_What you need to do:_ Where a record holds a picture, leave the picture out; otherwise repeat every record exactly.

_Records supplied:_
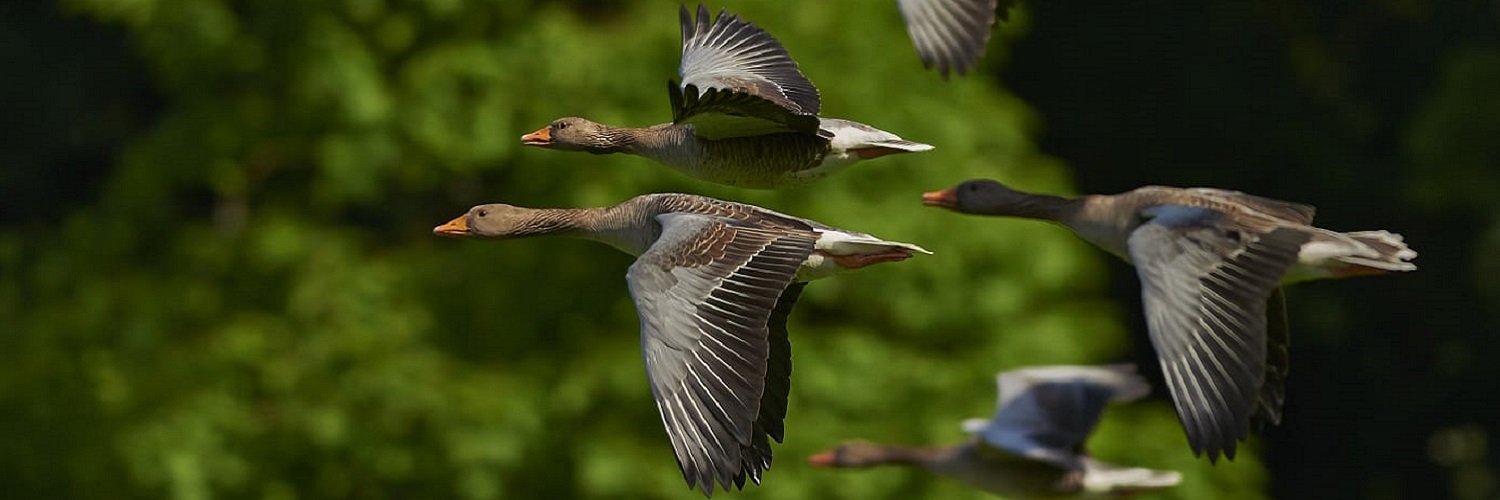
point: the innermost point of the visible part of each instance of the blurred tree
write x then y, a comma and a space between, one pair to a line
216, 274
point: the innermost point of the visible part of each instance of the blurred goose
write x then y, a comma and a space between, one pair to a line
744, 116
713, 284
951, 33
1034, 445
1211, 265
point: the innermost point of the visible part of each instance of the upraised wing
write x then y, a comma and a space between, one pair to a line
950, 33
738, 80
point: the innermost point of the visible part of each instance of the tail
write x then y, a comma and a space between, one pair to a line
866, 141
1388, 253
1118, 479
890, 147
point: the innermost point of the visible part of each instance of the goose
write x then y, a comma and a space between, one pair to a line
950, 35
1034, 443
713, 284
743, 116
1211, 265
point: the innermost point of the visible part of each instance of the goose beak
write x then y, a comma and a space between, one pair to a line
455, 228
824, 460
941, 198
540, 137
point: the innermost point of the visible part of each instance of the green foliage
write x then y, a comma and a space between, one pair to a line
254, 305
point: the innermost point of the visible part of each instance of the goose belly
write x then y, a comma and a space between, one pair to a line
756, 162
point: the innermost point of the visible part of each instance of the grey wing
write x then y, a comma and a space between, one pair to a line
738, 80
948, 33
1205, 292
705, 293
777, 386
1049, 412
1278, 364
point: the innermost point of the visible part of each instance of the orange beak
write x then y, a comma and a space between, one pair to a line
540, 137
941, 198
824, 460
455, 228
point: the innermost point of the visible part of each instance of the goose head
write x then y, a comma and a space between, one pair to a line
573, 134
492, 221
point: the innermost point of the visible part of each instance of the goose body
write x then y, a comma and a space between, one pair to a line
743, 114
713, 283
1032, 445
1211, 265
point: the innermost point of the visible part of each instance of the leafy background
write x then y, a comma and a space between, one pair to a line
218, 280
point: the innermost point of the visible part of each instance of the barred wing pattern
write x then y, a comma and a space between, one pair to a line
705, 293
738, 80
1205, 290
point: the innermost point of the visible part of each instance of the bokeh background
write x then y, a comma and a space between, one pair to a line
218, 280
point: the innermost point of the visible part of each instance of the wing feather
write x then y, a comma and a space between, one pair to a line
710, 295
1205, 290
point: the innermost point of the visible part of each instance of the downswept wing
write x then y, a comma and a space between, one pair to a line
950, 33
1049, 412
738, 80
777, 388
1205, 290
705, 293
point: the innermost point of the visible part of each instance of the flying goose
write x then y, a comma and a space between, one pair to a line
743, 116
1034, 445
713, 283
1211, 266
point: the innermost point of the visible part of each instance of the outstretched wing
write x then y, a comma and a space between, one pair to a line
1205, 290
707, 292
738, 80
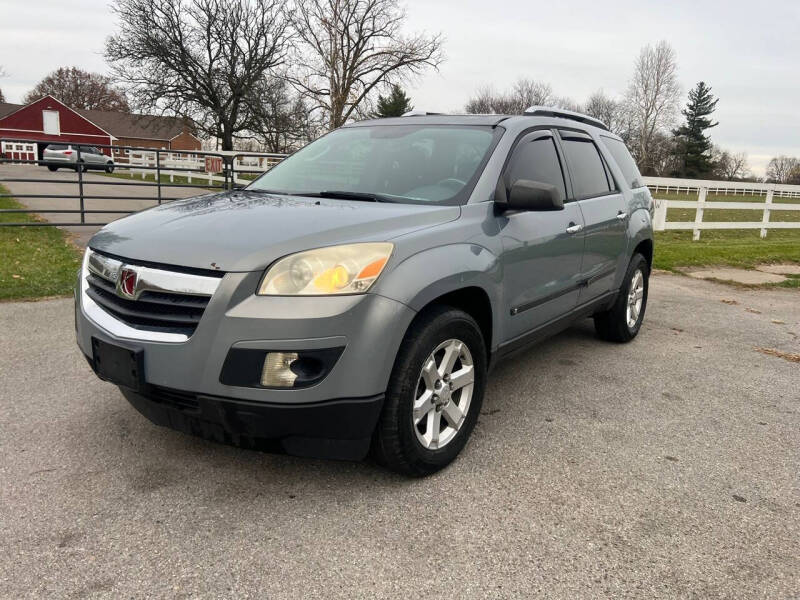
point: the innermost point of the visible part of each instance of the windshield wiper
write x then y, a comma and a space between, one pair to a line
343, 195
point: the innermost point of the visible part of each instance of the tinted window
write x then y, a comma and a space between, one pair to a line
586, 168
625, 161
403, 163
537, 160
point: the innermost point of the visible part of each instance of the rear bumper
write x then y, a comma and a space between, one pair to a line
335, 429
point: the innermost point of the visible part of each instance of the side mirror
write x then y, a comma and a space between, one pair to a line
533, 195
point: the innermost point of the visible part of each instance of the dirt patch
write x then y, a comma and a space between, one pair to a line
780, 269
780, 354
742, 276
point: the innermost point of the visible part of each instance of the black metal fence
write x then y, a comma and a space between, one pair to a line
164, 171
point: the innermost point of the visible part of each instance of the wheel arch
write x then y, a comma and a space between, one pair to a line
465, 276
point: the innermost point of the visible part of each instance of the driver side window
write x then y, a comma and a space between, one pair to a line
537, 160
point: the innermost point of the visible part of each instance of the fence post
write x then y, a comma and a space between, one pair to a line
767, 206
660, 217
698, 217
158, 174
79, 168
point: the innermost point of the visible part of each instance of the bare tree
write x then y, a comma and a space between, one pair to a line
728, 165
350, 48
652, 100
783, 169
80, 89
524, 93
199, 59
608, 110
284, 122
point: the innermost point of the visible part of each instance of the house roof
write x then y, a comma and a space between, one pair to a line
6, 108
123, 125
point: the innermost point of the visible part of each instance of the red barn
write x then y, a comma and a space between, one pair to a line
50, 121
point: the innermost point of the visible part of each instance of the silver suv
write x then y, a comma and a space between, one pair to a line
355, 296
74, 157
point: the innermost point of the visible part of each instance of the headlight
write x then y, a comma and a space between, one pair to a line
350, 269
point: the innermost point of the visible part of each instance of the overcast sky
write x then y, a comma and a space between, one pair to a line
749, 52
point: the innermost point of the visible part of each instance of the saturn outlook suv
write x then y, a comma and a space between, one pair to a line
355, 296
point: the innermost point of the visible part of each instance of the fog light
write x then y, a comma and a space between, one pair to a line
277, 370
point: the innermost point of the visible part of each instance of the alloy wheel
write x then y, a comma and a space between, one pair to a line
443, 394
635, 298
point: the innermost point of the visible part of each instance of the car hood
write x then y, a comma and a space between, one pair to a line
246, 231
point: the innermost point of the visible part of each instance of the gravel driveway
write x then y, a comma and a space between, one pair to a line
660, 469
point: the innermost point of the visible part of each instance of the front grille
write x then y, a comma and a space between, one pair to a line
154, 311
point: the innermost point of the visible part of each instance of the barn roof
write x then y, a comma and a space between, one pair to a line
7, 108
123, 125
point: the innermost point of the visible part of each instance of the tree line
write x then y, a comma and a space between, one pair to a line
260, 74
645, 117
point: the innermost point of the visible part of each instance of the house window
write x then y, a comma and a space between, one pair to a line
51, 122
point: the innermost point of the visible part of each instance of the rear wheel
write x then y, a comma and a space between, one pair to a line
623, 320
435, 393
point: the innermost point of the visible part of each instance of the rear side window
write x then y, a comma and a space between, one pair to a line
537, 160
625, 161
589, 176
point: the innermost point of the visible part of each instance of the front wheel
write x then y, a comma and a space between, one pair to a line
623, 320
435, 393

_Written solution:_
point: the innermost point of the visible part of each instance of the blurred tree
write x then y, a comma and a space between, one pair to a line
216, 274
point: the innermost point of the visible part of each instance of the blurred goose
write x then y, a comma and a space between, one pair to a line
744, 116
713, 284
951, 33
1034, 445
1211, 265
point: the innermost point of the visible part of each instance of the upraised wing
write x then y, a comma and a space between, one pair to a line
950, 33
738, 80
point: the innermost point of the visible part of each instance of the tail
write x then y, a comma and a space between, one pair to a line
866, 141
1388, 253
1118, 479
890, 147
point: the innermost point of the visible part of each instance of the goose
write x then y, a comma and a space between, one pair to a line
950, 35
1034, 443
713, 284
743, 116
1211, 265
point: the innermost point of the visible part of each instance of the goose beak
write x then y, a comma and a space between, one pair to a line
455, 228
824, 460
941, 198
540, 137
point: the innermost point of the visible part of each instance of the green foliage
write x then y, a comma and a space between, one pair to a line
254, 305
point: the innermost point of the visible part of each instance of the goose belly
write x then y, a comma and a space between, one pair to a line
756, 162
point: the innermost point of the visible part of each instance of the grey wing
write x then y, a comma and a space between, one pair to a line
738, 80
948, 33
1205, 292
705, 293
777, 386
1049, 412
1278, 364
point: the innermost point of the visible part of each instance of the orange beak
write x then y, a comma and a space between, one pair to a line
540, 137
941, 198
824, 460
455, 228
point: the innermost point of the visible part of each instance of the goose head
write x then y, a comma and a space between, one pair to a line
573, 134
492, 221
point: the innermost point of the visible part of each instance of the goose body
write x then y, a comma and a space between, one pair to a line
743, 114
713, 283
1032, 445
1211, 265
point: the innermost point of the visible part of each instance of the leafy background
write x then y, a comma and a space between, one pair to a line
218, 280
point: the innermost point of the visible part of each instance of the barred wing pattern
write x then y, a comma and a space between, one pair to a line
705, 293
738, 80
1205, 290
point: the innermost point of the visible part of each instance of the bokeh background
write x then y, a comma and a space between, one pair to a line
218, 280
point: the innermost point of the visible part of each instance of the wing feather
write x then y, a comma and a space between, one pair to a line
710, 295
1205, 290
point: the innermost point of the visible part of each instance of the downswept wing
write x then y, a comma and a space between, one pair to a line
950, 33
1049, 412
738, 80
777, 388
1205, 290
705, 293
point: the innermost point of the visible part of each instance of the flying goose
write x then y, a comma and a space between, one pair to a line
743, 116
1034, 445
713, 283
1211, 266
point: the innermost point of the visible part of each instance of the outstretched wing
write x then y, a comma and a space between, one pair to a line
1205, 290
707, 292
738, 80
point: the innermost point of the visible part of each instance of the windshield wiper
write x then y, a comma and a space between, one pair to a line
343, 195
point: the innermost point of the visible part of each instance of the tinted window
write x then y, a comma and a space between, one pair to a line
586, 168
625, 161
403, 163
537, 160
point: the innermost point of the visible part of each instance of the rear bumper
write x then y, a comma and a space between, one pair to a line
335, 429
point: the innermost point of the visible part of each instance of the side mirror
write x then y, a comma and a space between, one pair to a line
533, 195
point: the innermost point of the visible part of each instance of the dirt patch
write x then y, a comma and a space between, one pair to a line
780, 269
780, 354
742, 276
point: the innermost point of the visible part of each instance of the black metal fence
write x then y, a comma and a space between, one pair to a line
164, 171
point: the innermost point of the visible part of each instance of the wheel arch
write x then y, a comma and a space between, one pair to a line
465, 276
point: the innermost point of the visible part of each instance of the driver side window
write x then y, a comma and a space between, one pair to a line
537, 160
point: the innermost point of the visible part of each instance of the fence post
write x then y, a comma and a space between, one pair to a line
767, 206
660, 217
698, 217
158, 174
79, 168
point: the innermost point of the visible part of each instance of the bare tree
write x then y, a comma and a space between, one pair to a line
728, 165
350, 48
652, 100
783, 169
80, 89
524, 93
199, 59
608, 110
284, 122
point: the innermost point of the visible part of each instance of the house roof
write x then y, a comma and a space between, one pair to a line
6, 108
123, 125
point: the innermost point of the visible part of each instance of the red barn
write x then y, a comma and a space between, one pair to a line
50, 121
point: the innermost point of the visible part of each instance of the silver suv
write x then y, a comma and a space between, one pair to a line
355, 296
74, 157
point: the innermost point of the visible part of each instance of the headlight
write x then y, a comma and a space between, one pair to a line
350, 269
point: the innermost point of the visible part of each instance of the overcast sky
write x then y, a comma and a space between, one pair to a line
749, 52
point: the innermost point of the visible part of each instance of the saturn outlook suv
write x then y, a comma and a space between, one pair to a line
355, 296
point: the innermost point of the visible part of each instance of the fog light
write x then y, a comma and a space between, one pair to a line
277, 370
point: the innermost point of the visible part of each instance of the alloy wheel
write x then y, a comma and a space between, one pair to a line
443, 394
635, 298
point: the innermost point of the visible part of each instance of the car hood
write x then y, a comma and a space between, one pair to a line
246, 231
point: the innermost point of the visible part of each instance of the gravel driveway
write x then y, a comma and a space between, one pair to a line
660, 469
point: the innermost point of the visible part of each instance of the front grille
write x then y, a comma and a space between, one pair to a line
154, 311
point: the innermost point of the visible part of each instance of the barn roof
write x then y, a comma and a space between, one pair to a line
7, 108
123, 125
point: the innermost point of the visible part of each instance of the tree line
write x then y, a comma and a space between, one pair to a line
260, 74
645, 117
point: the innermost point of the visible part of each instance of the house window
write x then y, a comma and a space between, one pair to a line
51, 122
point: the innermost point of the visible part of each instance of the rear wheel
write x then y, a comma and a space between, one pair to a line
623, 320
435, 393
point: the innermost point of the visible part of each instance of the rear side window
write x then y, a comma and a space between, one pair to a line
537, 160
625, 161
589, 176
point: the innermost point of the visible part of each instance of the front wheel
write x then y, a comma and a space between, one pair to a line
623, 320
435, 393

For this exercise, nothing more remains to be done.